Daniel Grant: We the doctors of tomorrow need to stop failing our patients and ourselves

Being a doctor should be about being human, and yet it is one of the most dehumanising jobs of all. As I sat in NESTA’s People Powered Health conference recently and learnt about all the amazing individuals and organisations dedicated to empowering people to take control of their own health, I couldn’t help thinking that somewhere along the line we’ve made a terrible mistake.

We always talk about the doctor-patient relationship—the need to work with, relate to, and help the person in front of us. As doctors we see a variety of people in various settings at key points in their lives. We’re in a unique position to suggest change and for them to engage with their health. We can nudge them to healthier lifestyles and guide them to personalised and effective treatments. We can empower them to ensure that they enjoy the maximum quality of life for as long as possible. We can, but we don’t.

As a junior doctor I’m frustrated. I work in an environment that suffocates my ability to treat individuals. I spend 95% of my time with the computer instead of the patient. I identify them by their bed number or by their illness, I treat their results remotely, and at best have a brief clinical chat and a hand hold. I treat patients like patients and not people.

There are many reasons why this is the case, but fundamentally medicine has gone in a direction that’s taken it away from personal care in favour of depersonalised guidelines, academic elitism, and bureaucratic complexities that simmer behind the scenes. It’s clear that if the NHS is to survive, then we need to be joining the wider quest of keeping people healthier for longer.

None of this is new, and yet we do very little while all around us other parts of the wider healthcare sector are striving to make serious adjustments. The problem is that doctors are the keystone to this success—the crucial point of contact that sets a patient down these branching pathways—and yet we rarely do this. We don’t easily look outside the NHS for solutions and in so doing we fail ourselves, we fail our patients, and we fail healthcare.

Of course, most of this isn’t our fault and I know that most doctors share these frustrations, but it is never too late to strive for change. I’d start by looking at these three things:

The role of a doctor. It must change. Period. If we continue to have a hierarchical system whereby newly qualified doctors barely use a single skill they’ve accrued at medical school then we’re doing something wrong. If the majority of a junior doctor’s job is doing tasks that you don’t need a medical degree to do, then we’re wasting a generation’s skills. We need to be using our resources correctly, both in terms of technology and staff, so that we can free up the doctor to spend more time with the people he or she is treating.

**RECORDS PROVIDED**
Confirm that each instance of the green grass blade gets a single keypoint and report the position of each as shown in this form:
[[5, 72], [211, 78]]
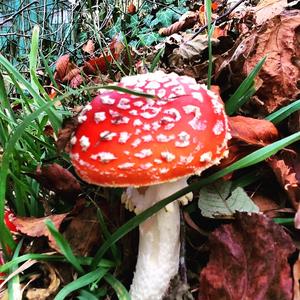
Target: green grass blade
[[210, 30], [283, 112], [238, 99], [14, 288], [64, 246], [33, 55], [157, 59], [54, 119], [4, 99], [249, 160], [81, 282], [119, 288], [104, 263]]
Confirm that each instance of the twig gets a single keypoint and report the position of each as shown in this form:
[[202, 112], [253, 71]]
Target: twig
[[182, 264], [217, 21], [18, 12]]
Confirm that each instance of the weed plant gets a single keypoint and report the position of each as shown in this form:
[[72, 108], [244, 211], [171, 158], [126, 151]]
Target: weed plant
[[24, 146]]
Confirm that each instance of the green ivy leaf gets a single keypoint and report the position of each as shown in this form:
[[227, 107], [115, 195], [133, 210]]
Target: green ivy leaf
[[217, 200]]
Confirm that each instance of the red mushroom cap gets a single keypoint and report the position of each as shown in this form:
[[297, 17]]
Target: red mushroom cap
[[128, 140]]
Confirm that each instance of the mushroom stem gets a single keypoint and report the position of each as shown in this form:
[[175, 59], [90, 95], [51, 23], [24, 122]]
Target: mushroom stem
[[158, 256]]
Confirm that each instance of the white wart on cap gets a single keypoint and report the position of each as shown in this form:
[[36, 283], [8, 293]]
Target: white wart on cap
[[128, 140]]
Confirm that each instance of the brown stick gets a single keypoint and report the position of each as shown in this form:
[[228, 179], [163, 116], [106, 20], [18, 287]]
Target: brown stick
[[217, 21]]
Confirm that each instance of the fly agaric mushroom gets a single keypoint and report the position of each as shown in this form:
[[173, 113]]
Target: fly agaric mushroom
[[124, 140]]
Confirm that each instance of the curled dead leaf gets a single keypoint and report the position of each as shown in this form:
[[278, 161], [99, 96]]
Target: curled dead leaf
[[83, 232], [35, 227], [185, 22], [267, 9], [287, 171], [89, 47], [248, 134], [62, 66], [249, 259], [49, 278], [252, 131], [277, 83], [56, 178]]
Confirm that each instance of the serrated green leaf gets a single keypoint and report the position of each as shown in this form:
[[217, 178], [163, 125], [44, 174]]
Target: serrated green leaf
[[216, 201]]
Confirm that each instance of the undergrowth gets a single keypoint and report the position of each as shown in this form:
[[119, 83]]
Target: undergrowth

**YOUR OBJECTIVE**
Please answer from the article on doctors and patient care: how much of the writer's time is spent with the computer instead of the patient?

**ANSWER TO THE PROBLEM**
95%